--- start ---

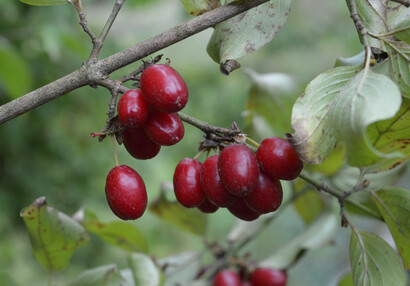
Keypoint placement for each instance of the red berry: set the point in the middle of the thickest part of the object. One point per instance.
(227, 278)
(139, 145)
(164, 128)
(268, 277)
(238, 169)
(125, 192)
(207, 207)
(212, 185)
(242, 211)
(163, 88)
(132, 109)
(187, 185)
(267, 196)
(279, 159)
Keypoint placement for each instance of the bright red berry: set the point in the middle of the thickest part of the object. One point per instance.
(268, 277)
(207, 207)
(163, 88)
(242, 211)
(267, 196)
(187, 185)
(212, 185)
(164, 128)
(279, 159)
(227, 278)
(125, 192)
(132, 109)
(238, 169)
(139, 145)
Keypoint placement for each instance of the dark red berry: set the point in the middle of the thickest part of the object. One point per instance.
(227, 278)
(267, 196)
(125, 192)
(242, 211)
(212, 185)
(132, 109)
(239, 169)
(187, 186)
(164, 128)
(163, 88)
(139, 145)
(268, 277)
(207, 207)
(279, 159)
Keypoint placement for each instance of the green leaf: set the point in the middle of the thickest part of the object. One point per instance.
(391, 135)
(273, 91)
(118, 233)
(144, 270)
(314, 136)
(394, 205)
(54, 236)
(367, 98)
(45, 2)
(190, 220)
(14, 72)
(374, 262)
(107, 275)
(316, 235)
(248, 32)
(198, 7)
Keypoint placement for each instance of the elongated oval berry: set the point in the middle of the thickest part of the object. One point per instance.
(164, 128)
(240, 209)
(126, 193)
(239, 169)
(139, 145)
(212, 185)
(163, 88)
(279, 159)
(227, 278)
(268, 277)
(132, 109)
(187, 185)
(267, 196)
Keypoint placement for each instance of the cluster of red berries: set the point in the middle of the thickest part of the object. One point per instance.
(247, 184)
(259, 277)
(149, 117)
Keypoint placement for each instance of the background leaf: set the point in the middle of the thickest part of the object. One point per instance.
(190, 220)
(367, 98)
(394, 205)
(118, 233)
(314, 137)
(248, 32)
(374, 262)
(54, 236)
(107, 275)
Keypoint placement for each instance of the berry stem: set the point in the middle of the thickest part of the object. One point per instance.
(115, 151)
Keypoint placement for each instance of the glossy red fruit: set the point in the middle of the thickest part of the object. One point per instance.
(139, 145)
(239, 169)
(207, 207)
(164, 128)
(187, 185)
(132, 109)
(212, 185)
(240, 209)
(267, 196)
(268, 277)
(125, 192)
(163, 88)
(279, 159)
(227, 278)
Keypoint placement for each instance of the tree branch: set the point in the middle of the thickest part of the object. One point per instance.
(92, 73)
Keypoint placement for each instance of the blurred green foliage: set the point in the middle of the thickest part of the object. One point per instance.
(49, 151)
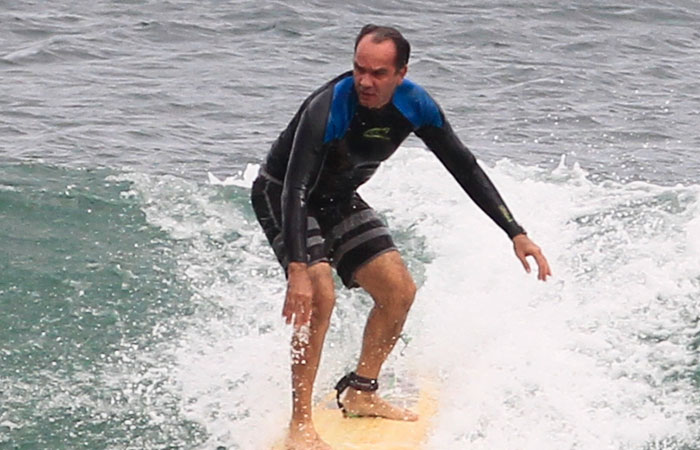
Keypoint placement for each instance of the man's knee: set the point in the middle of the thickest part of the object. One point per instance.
(323, 304)
(397, 299)
(324, 293)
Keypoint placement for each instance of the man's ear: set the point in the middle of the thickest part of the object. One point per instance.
(403, 70)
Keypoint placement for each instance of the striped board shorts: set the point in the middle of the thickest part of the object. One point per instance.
(347, 234)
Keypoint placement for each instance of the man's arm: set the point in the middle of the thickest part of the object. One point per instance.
(462, 164)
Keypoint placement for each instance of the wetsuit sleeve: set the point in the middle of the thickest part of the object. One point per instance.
(461, 163)
(305, 162)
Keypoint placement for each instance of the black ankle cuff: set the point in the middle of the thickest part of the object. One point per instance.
(354, 381)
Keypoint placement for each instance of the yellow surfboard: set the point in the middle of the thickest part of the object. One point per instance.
(371, 433)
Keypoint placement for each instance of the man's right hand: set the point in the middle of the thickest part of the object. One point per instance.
(297, 304)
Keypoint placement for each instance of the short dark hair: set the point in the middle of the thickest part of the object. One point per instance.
(382, 33)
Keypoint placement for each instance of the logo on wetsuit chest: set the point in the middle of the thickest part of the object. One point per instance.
(377, 133)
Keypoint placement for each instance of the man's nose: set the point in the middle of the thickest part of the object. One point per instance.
(364, 81)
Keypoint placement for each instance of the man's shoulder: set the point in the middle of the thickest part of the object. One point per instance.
(414, 102)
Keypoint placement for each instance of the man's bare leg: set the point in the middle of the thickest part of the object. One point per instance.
(387, 280)
(306, 354)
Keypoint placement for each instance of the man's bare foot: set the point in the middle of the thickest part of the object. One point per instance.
(369, 404)
(304, 437)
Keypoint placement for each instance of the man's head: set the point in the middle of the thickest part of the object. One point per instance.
(380, 63)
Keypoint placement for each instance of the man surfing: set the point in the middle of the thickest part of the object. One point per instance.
(306, 201)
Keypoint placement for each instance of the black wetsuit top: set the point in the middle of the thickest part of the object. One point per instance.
(333, 145)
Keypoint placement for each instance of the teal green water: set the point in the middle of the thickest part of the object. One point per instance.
(86, 286)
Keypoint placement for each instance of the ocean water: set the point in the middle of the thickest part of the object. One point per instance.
(140, 303)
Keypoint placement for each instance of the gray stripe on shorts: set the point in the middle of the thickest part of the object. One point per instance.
(353, 222)
(313, 240)
(312, 224)
(359, 240)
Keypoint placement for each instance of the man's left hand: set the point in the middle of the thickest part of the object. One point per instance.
(524, 247)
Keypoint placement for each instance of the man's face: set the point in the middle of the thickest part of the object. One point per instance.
(374, 72)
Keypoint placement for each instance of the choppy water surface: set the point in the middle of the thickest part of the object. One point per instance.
(140, 303)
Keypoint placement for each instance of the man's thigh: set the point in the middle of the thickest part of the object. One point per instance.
(387, 278)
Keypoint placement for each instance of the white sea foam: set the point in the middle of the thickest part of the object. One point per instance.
(595, 358)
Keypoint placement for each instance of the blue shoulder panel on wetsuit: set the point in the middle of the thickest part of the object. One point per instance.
(342, 109)
(416, 105)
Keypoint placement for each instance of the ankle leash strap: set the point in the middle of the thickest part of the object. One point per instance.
(354, 381)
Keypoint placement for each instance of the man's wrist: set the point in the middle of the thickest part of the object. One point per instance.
(296, 267)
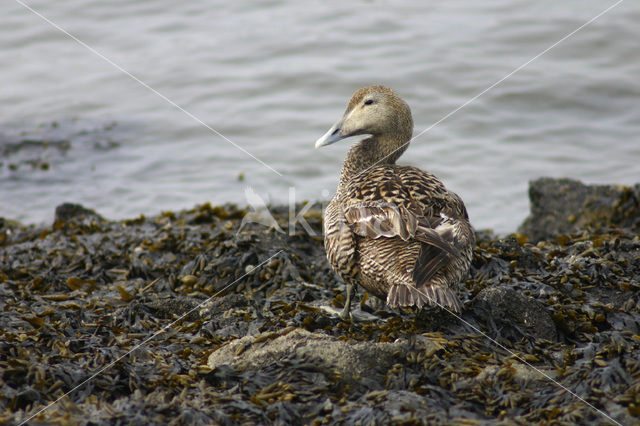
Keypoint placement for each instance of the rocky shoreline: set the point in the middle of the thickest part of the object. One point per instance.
(114, 320)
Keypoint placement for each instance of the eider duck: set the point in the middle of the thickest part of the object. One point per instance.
(394, 230)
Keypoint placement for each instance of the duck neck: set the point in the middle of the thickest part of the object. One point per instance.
(370, 152)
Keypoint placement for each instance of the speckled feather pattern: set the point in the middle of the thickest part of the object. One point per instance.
(396, 230)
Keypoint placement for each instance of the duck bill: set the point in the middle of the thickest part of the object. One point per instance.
(333, 135)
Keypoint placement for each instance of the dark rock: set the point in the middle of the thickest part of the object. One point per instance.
(130, 312)
(506, 305)
(564, 206)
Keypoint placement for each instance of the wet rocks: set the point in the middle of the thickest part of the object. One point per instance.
(196, 317)
(564, 206)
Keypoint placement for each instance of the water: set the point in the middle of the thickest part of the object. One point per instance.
(274, 76)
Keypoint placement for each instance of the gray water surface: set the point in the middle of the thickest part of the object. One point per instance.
(273, 76)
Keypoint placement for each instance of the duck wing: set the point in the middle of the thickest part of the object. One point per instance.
(380, 205)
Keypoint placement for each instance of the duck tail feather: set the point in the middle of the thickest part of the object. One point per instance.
(408, 295)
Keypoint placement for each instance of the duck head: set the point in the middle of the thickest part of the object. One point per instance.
(375, 111)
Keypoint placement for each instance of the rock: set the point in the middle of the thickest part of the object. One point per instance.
(68, 211)
(355, 363)
(508, 305)
(564, 206)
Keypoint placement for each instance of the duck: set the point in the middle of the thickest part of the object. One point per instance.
(395, 230)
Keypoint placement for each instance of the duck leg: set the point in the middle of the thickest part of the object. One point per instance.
(347, 303)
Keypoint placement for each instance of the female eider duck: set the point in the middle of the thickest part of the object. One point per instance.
(395, 230)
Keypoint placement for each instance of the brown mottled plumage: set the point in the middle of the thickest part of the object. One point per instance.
(395, 230)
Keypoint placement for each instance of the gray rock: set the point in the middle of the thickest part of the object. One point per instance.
(508, 304)
(562, 206)
(352, 362)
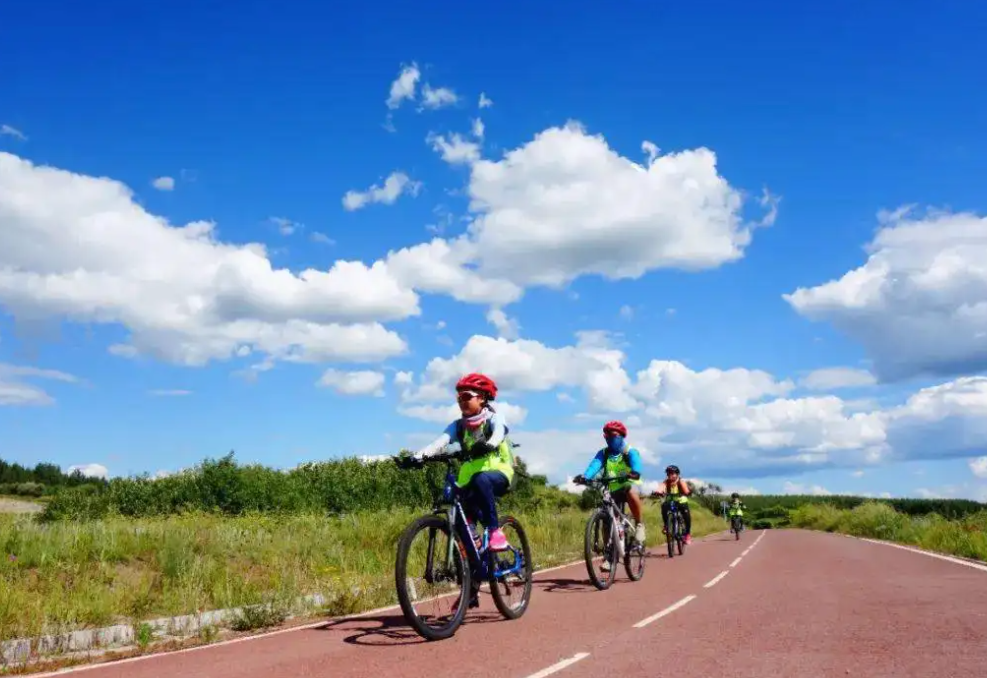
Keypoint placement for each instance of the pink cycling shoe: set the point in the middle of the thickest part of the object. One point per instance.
(498, 542)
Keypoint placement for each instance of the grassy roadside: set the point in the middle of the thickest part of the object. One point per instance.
(966, 537)
(63, 576)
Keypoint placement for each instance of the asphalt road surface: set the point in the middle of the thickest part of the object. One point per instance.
(783, 603)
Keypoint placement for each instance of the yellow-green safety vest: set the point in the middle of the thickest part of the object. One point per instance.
(501, 459)
(614, 466)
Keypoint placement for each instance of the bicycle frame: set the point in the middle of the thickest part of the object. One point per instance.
(483, 565)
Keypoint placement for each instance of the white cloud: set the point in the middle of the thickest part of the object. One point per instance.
(90, 470)
(7, 130)
(565, 204)
(919, 304)
(455, 150)
(79, 247)
(478, 128)
(404, 86)
(14, 391)
(321, 238)
(285, 226)
(362, 382)
(506, 327)
(394, 186)
(830, 378)
(164, 183)
(437, 98)
(799, 488)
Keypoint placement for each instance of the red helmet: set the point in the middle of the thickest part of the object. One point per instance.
(478, 382)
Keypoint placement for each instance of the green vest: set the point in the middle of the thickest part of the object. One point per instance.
(501, 459)
(614, 466)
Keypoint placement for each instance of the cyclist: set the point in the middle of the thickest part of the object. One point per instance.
(615, 459)
(675, 489)
(736, 507)
(488, 468)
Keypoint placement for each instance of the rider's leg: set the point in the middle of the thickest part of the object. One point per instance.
(484, 488)
(634, 501)
(687, 515)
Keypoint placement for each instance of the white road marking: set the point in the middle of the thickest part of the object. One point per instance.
(958, 561)
(667, 610)
(555, 668)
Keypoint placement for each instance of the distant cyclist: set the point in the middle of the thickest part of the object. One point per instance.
(615, 459)
(736, 507)
(673, 488)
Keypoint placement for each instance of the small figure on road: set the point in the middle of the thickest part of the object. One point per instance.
(675, 489)
(619, 458)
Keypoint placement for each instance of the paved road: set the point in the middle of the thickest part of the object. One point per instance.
(797, 604)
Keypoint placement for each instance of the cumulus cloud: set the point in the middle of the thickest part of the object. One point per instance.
(831, 378)
(164, 183)
(565, 204)
(435, 98)
(90, 470)
(918, 305)
(79, 247)
(404, 86)
(16, 389)
(396, 184)
(360, 382)
(8, 131)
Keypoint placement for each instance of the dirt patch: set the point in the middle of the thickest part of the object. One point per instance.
(18, 506)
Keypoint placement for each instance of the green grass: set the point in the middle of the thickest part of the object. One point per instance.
(64, 575)
(965, 537)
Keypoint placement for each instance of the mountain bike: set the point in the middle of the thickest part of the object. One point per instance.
(610, 533)
(457, 565)
(674, 527)
(737, 525)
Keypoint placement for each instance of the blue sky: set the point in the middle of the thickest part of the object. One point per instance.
(594, 276)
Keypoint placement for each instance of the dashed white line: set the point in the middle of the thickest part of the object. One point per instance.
(958, 561)
(555, 668)
(667, 610)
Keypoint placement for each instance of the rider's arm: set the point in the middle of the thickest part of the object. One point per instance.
(595, 466)
(436, 445)
(634, 457)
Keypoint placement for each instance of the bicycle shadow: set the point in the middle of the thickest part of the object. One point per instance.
(393, 630)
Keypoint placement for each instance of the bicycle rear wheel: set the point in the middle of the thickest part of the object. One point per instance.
(519, 558)
(601, 540)
(451, 581)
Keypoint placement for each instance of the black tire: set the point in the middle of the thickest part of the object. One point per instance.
(500, 599)
(634, 552)
(599, 524)
(440, 525)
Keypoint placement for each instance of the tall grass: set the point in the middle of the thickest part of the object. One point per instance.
(965, 537)
(65, 575)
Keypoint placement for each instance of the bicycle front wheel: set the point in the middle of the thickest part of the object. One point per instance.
(601, 540)
(512, 591)
(426, 578)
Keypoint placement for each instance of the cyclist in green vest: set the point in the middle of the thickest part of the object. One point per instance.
(675, 489)
(488, 467)
(619, 458)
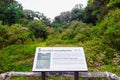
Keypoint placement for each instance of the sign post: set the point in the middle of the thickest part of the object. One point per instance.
(71, 59)
(43, 76)
(76, 75)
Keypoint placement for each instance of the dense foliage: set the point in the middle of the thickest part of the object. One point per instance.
(96, 28)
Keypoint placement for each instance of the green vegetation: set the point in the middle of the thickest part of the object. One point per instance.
(96, 28)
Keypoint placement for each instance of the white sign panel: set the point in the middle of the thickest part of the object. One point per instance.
(59, 59)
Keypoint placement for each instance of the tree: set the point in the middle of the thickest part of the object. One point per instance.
(10, 11)
(77, 12)
(38, 28)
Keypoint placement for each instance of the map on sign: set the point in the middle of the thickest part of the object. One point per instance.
(59, 59)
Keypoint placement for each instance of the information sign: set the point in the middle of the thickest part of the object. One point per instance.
(59, 59)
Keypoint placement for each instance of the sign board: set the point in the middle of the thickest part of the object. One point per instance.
(59, 59)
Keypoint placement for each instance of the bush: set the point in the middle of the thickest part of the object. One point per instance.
(13, 35)
(38, 28)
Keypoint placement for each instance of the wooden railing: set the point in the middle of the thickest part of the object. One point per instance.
(107, 75)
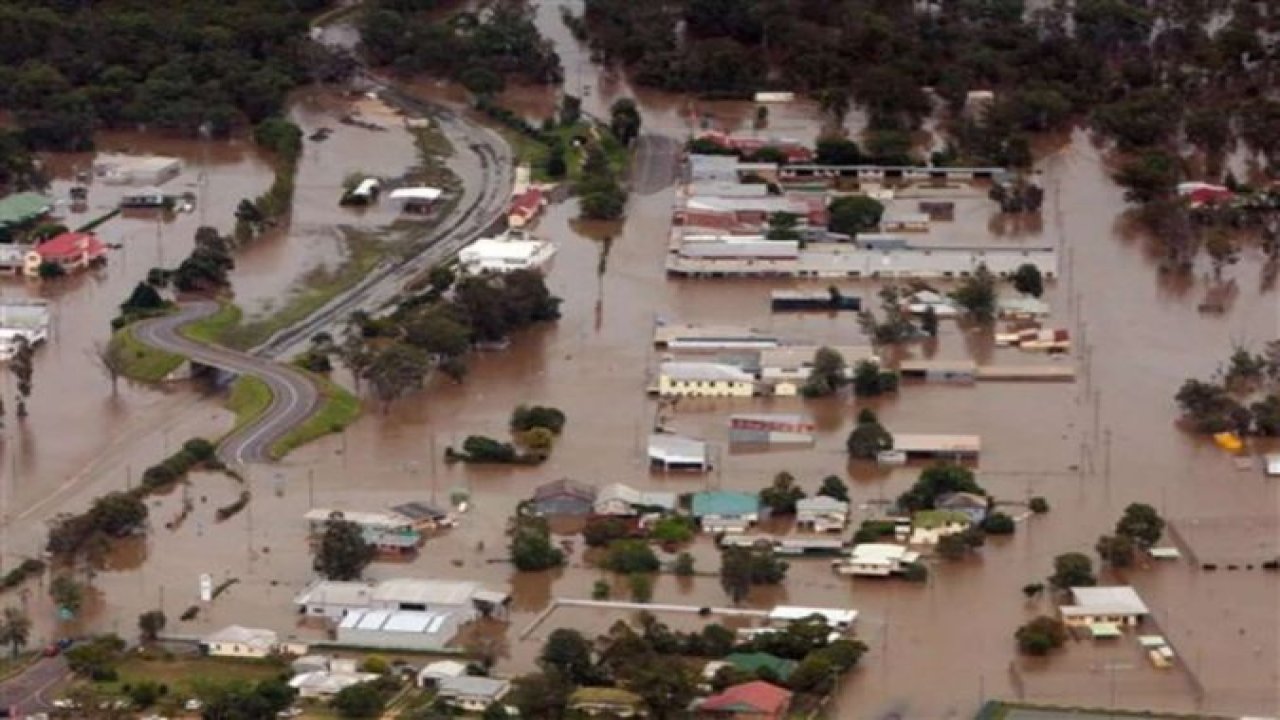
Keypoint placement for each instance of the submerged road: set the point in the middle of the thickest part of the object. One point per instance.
(293, 396)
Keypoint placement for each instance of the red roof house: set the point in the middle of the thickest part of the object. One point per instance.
(72, 250)
(525, 206)
(755, 701)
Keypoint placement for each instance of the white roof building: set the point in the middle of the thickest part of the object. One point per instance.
(498, 255)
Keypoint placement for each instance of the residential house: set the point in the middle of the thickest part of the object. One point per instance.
(726, 510)
(748, 701)
(704, 379)
(622, 500)
(668, 452)
(757, 662)
(565, 497)
(71, 251)
(609, 702)
(874, 559)
(525, 208)
(471, 693)
(1115, 605)
(822, 514)
(238, 641)
(970, 504)
(433, 673)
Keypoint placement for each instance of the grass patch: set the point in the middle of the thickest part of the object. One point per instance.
(210, 329)
(318, 287)
(338, 409)
(142, 361)
(188, 675)
(248, 399)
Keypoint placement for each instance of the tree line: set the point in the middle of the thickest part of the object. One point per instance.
(69, 68)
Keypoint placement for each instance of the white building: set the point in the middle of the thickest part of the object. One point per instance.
(502, 255)
(471, 693)
(237, 641)
(1116, 605)
(822, 514)
(876, 559)
(704, 379)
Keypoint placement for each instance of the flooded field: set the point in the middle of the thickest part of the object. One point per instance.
(1089, 447)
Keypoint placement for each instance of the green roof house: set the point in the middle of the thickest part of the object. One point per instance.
(753, 662)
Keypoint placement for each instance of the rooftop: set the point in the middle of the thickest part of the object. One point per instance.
(1115, 600)
(725, 504)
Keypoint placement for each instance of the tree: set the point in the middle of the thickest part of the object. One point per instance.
(684, 565)
(835, 488)
(854, 214)
(781, 496)
(977, 295)
(531, 546)
(1028, 279)
(936, 481)
(625, 119)
(362, 700)
(343, 551)
(67, 593)
(1072, 570)
(23, 367)
(14, 630)
(630, 556)
(641, 587)
(570, 654)
(1142, 524)
(151, 624)
(827, 374)
(999, 524)
(1116, 551)
(929, 322)
(868, 437)
(1041, 636)
(394, 370)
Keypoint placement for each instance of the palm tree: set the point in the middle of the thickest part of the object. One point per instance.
(14, 629)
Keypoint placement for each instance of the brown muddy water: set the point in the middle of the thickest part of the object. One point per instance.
(936, 650)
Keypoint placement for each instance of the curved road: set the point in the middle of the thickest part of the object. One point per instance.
(293, 396)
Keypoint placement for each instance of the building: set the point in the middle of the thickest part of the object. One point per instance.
(622, 500)
(609, 702)
(726, 511)
(389, 533)
(748, 701)
(704, 379)
(1116, 605)
(525, 208)
(433, 673)
(969, 504)
(238, 641)
(19, 210)
(334, 600)
(880, 560)
(671, 452)
(936, 446)
(565, 497)
(416, 199)
(136, 169)
(771, 428)
(822, 514)
(503, 255)
(754, 662)
(711, 338)
(471, 693)
(402, 629)
(71, 251)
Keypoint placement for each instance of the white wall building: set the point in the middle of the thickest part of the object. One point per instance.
(876, 559)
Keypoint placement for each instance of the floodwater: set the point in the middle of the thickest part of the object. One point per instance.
(1089, 447)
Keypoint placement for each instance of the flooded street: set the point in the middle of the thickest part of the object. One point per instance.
(1089, 447)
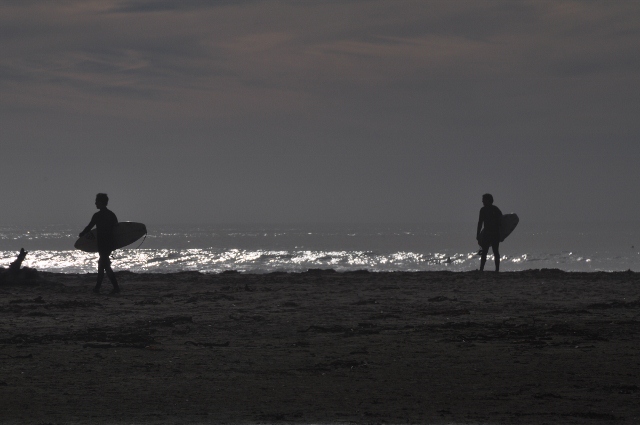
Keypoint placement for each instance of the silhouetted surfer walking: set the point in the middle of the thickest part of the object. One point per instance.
(105, 221)
(490, 216)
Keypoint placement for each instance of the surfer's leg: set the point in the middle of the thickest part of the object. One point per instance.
(483, 258)
(96, 289)
(496, 254)
(111, 275)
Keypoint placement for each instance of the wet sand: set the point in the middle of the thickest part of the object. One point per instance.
(434, 347)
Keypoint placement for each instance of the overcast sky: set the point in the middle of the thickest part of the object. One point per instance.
(196, 111)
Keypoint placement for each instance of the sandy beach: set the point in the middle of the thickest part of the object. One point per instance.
(323, 347)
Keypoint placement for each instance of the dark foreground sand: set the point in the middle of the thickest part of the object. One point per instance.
(527, 347)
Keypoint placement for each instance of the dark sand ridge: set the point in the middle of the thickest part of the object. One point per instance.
(432, 347)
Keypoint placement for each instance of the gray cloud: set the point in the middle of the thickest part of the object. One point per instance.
(149, 6)
(358, 110)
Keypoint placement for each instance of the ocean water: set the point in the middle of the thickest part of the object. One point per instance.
(297, 248)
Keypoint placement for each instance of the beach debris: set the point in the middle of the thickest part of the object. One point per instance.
(16, 274)
(207, 344)
(168, 321)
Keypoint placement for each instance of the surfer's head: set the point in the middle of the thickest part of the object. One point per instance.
(102, 200)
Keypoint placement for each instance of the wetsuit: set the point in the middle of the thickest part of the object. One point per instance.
(490, 216)
(105, 221)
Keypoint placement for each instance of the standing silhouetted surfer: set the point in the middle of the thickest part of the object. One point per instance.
(105, 221)
(490, 216)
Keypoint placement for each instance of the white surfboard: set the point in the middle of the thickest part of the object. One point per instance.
(126, 233)
(508, 222)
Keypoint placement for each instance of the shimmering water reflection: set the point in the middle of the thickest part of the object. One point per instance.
(265, 261)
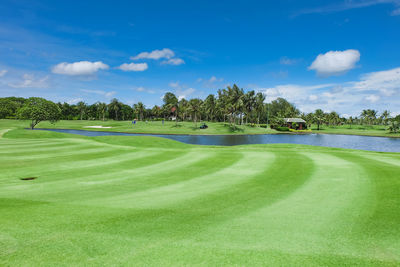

--- end ---

▶ **BRIEF**
Copy out verbatim every line from the one containing "Keypoint placement for each instance of the gray cloud: set" through the end of the records, including both ends. Leave the pictures out of your answer.

▶ **IN RESPONSE**
Keypoint placement for each instance of the gray cloud: set the point in the middle of the thickest part of the object. One point per instance.
(149, 6)
(358, 110)
Keypoint placement for each instance of the ocean water: set the point in the middle of the thickest part of the object. One point per instance.
(297, 248)
Keypoint placement for each instance of the beach debris: set the point in the middle of the thickest part of the object. One point per instance.
(16, 274)
(207, 344)
(168, 321)
Keypoint placement for each instance of the surfer's head: set the point in the middle of the thickest part of the object. One point per instance.
(102, 200)
Keypoint placement for each instance of the wetsuit: set the point in the middle of the thickest part of the object. One point per instance.
(490, 216)
(105, 221)
Keypoint placement for each instance of the standing silhouetted surfer: set the point in the middle of the thickest part of the object. One point per instance.
(105, 221)
(490, 216)
Keypoint placement for each instance of the white surfboard: set the point in the middle of the thickest part of the object. One point per instance.
(126, 233)
(508, 222)
Keypoint placement for each instance of the shimmering water reflection: set the point in the middle of the thickest part of the object. One point per instance.
(265, 261)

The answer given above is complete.